▶ _Exercise instructions_
Reproduce word for word the passage from the article on Hun Sen and the opposition's Zoom call that lies between "US government-funded Radio" and "they could listen.", inclusive.
___ Text provided
Cambodian Prime Minister Hun Sen has boasted of barging uninvited into a video conference call hosted by his political opponents.
Hun Sen on Friday said he had intruded into the Zoom call to warn his opponents that he and his spies were keeping a close eye on them.
The call was held on Thursday last week by former members of the Cambodia National Rescue Party, which a court dissolved in 2017.
Cambodia’s courts are widely seen as doing the bidding of Hun Sen’s government, in this case eliminating the sole credible opposition party ahead of the 2018 election. The party had been expected to present a strong challenge to Hun Sen’s Cambodian People’s Party, which instead swept the parliamentary polls.
Clips of part of Hun Sen’s sudden intrusion on the video call have been circulating on social media.
They show Hun Sen holding a 12-minute conversation with Long Ry, a former opposition lawmaker.
In their chat, Hun Sen complained that members of the former opposition party insulted him personally, even though he said he had tried to promote a “culture of dialogue.”
Sok Eysan, a spokesman for the ruling party, initially denied that the intrusion and exchange had taken place, saying the video clip was a fabrication.
However, during a live television broadcast on Friday opening a COVID-19 vaccination campaign for children, Hun Sen acknowledged the exchange and said that he had listened in on about 20 previous calls of his opponents without revealing his presence.
He also wrote about his exploit on Facebook, saying that he had not been reaching out to negotiate, but to warn them against disruptive activities.
US government-funded Radio Free Asia quoted Long Ry as saying that Hun Sen was able to join the Zoom meeting because one of his team members shared the meeting link or password with others so they could listen.
He said he would be happy to invite Hun Sen to future meetings to discuss national issues.
“But morally, when people sneak a peak into our affairs, we are not happy,” it quoted Long Ry as saying. “In politics, I think we should employ honest and straightforward methods, and not take advantages of others by secretly sneaking into their affairs.”
______
___ Extracted material
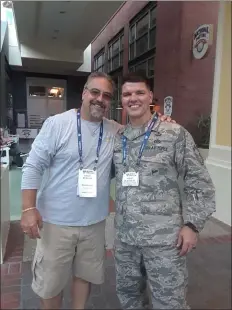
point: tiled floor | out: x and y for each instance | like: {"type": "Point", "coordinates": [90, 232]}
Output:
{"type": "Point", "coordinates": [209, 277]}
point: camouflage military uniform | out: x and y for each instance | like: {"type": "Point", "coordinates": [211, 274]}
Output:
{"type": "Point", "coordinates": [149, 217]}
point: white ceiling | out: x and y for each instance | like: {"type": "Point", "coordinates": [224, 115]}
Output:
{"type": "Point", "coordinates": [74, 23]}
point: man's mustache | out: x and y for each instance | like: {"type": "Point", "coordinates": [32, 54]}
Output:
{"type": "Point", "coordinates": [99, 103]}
______
___ Extracted material
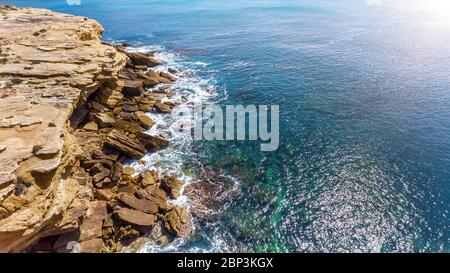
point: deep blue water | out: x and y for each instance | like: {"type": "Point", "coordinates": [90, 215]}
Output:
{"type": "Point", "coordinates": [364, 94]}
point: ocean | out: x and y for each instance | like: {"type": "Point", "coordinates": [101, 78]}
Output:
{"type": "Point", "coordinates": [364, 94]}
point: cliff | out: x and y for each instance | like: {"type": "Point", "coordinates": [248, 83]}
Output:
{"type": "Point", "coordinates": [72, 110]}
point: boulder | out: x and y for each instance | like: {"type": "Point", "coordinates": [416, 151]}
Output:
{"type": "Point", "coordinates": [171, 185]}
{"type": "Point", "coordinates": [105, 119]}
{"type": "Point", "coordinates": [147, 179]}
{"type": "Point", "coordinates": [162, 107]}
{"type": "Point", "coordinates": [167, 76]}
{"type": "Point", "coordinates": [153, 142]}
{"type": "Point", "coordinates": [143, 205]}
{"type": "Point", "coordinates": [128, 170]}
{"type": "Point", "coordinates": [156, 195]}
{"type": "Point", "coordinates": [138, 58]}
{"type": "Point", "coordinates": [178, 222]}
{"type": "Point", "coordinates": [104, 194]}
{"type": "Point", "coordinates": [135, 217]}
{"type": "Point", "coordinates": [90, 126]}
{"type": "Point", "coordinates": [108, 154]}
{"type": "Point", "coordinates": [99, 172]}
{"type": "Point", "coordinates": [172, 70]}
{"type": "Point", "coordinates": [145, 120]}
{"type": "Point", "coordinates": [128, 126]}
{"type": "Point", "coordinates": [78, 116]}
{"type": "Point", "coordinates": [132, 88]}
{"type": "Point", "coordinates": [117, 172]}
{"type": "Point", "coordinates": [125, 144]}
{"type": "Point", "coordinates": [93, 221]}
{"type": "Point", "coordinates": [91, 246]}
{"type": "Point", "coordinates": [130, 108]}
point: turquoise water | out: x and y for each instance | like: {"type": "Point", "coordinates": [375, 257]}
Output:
______
▶ _Output_
US government-funded Radio Free Asia quoted Long Ry as saying that Hun Sen was able to join the Zoom meeting because one of his team members shared the meeting link or password with others so they could listen.